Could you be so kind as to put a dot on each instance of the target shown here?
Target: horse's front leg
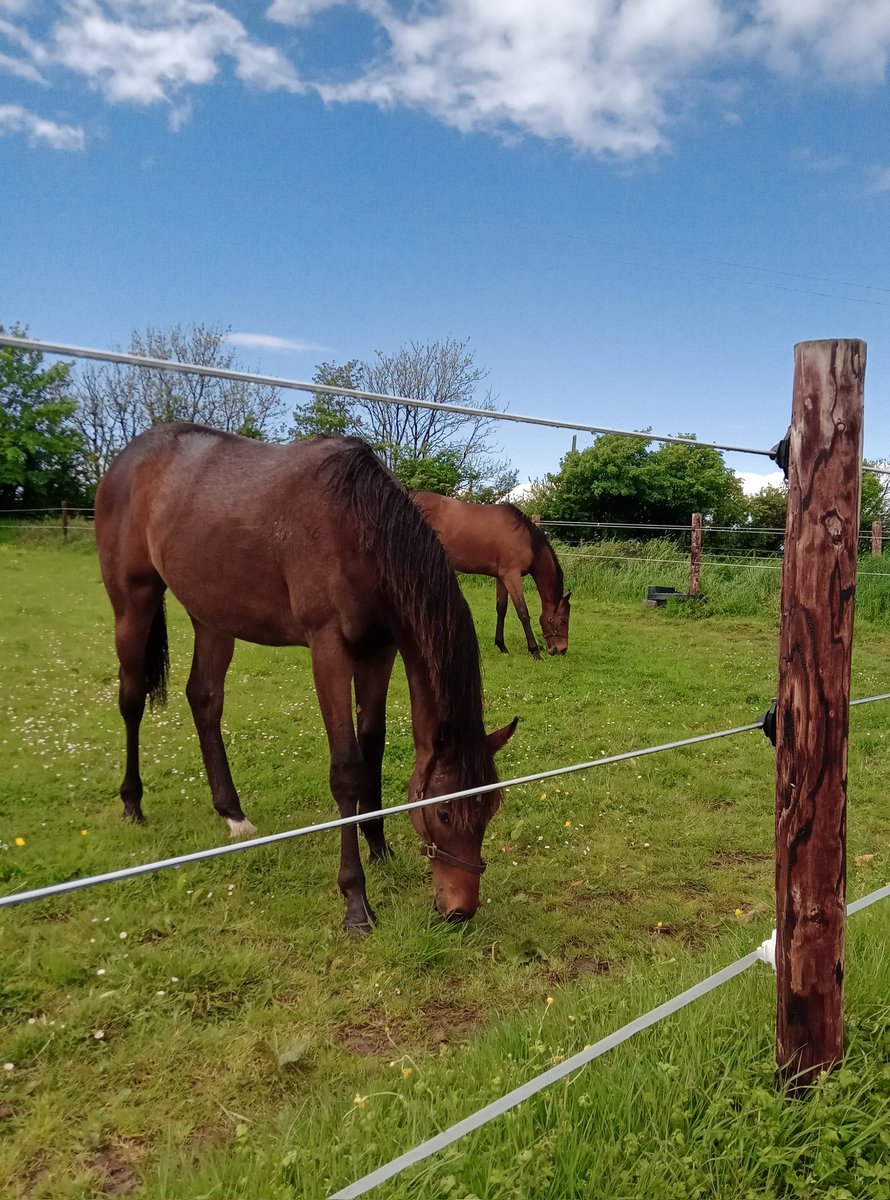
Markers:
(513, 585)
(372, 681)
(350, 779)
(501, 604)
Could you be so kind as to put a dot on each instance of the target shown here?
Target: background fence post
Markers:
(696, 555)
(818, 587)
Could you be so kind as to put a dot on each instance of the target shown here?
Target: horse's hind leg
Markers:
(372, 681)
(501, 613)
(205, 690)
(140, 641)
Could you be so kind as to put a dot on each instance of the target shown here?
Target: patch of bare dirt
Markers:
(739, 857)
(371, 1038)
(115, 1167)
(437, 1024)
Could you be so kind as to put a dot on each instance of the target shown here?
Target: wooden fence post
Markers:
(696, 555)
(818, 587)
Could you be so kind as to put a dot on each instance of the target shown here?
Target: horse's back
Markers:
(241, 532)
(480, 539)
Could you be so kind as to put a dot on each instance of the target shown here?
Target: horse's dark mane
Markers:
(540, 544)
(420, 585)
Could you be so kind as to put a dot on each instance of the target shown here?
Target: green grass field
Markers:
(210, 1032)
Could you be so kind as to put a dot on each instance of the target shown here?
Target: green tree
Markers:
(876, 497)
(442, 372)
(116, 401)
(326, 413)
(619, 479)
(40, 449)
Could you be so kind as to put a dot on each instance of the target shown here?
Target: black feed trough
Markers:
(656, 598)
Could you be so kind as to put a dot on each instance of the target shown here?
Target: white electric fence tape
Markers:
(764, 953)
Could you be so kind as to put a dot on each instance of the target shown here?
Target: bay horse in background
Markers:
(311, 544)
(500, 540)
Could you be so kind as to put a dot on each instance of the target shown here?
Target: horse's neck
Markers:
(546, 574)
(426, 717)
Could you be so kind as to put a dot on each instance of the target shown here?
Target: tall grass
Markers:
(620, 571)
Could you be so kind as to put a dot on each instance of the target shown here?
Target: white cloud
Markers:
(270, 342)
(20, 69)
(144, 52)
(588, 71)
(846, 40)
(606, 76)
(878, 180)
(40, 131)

********************

▸ AIM
Rewrite every one of the rows above, changing "Markers" to "Points" each time it occurs and keeping everything else the same. Leave the pictures out.

▸ RESULT OF THE TASK
Could you be so kind as to put a dot on each instance of the target shown here?
Target: horse's front leg
Points:
(513, 585)
(372, 681)
(350, 779)
(501, 604)
Could you be so kind as to put a dot on each instance of the target shown here?
Target: background fence post
Points:
(696, 555)
(818, 587)
Could you be so kind as to put a dot on each instance of the target shown here?
Target: horse's hind leg
Points:
(372, 681)
(501, 613)
(205, 690)
(140, 641)
Could you be so kind as to put a dot on each instance of the target shown here?
Target: patch of bare dirt
Points:
(739, 857)
(371, 1038)
(115, 1167)
(437, 1024)
Could you be so kind as to put a dot on each instance of the target shown here?
Target: wooden fence post
Points:
(696, 555)
(818, 587)
Could you be so kind as to put a dot on each instance of the target shown here?
Target: horse's back
Points:
(241, 532)
(480, 539)
Could you be so kind as to put a dot on each instance of the target shown here?
Target: horse's dark mane
Points:
(540, 544)
(420, 585)
Could you be so kind as to put a dot on each instance of the target shown here?
Target: green grass field
Points:
(210, 1032)
Could you be so kind as to put a dot on each instance of the target shown here?
Target: green tree
Points:
(876, 497)
(442, 372)
(116, 401)
(326, 413)
(619, 479)
(40, 449)
Could you be so kind as to put a dot on each instance of the target shown here?
Target: black feed trough
Points:
(656, 598)
Could you be so kind as to put a dot on each instance of the target shown here?
Target: white electric fence tape
Points:
(764, 953)
Could you be so kind as to put a dot on each instance of the target shown here?
Target: bay horse in background
Points:
(311, 544)
(500, 540)
Could you be so kind as to put a dot on each instance of the target shown here?
Target: horse's neck
Points:
(546, 574)
(426, 717)
Could you be so kind as to put a dot on each instance of the target shown here?
Target: tall grass
Points:
(620, 571)
Could you be so kind as to put a dot on each instance of the target shown here?
Target: white cloud
Points:
(270, 342)
(20, 69)
(144, 52)
(588, 71)
(846, 40)
(606, 76)
(878, 180)
(40, 131)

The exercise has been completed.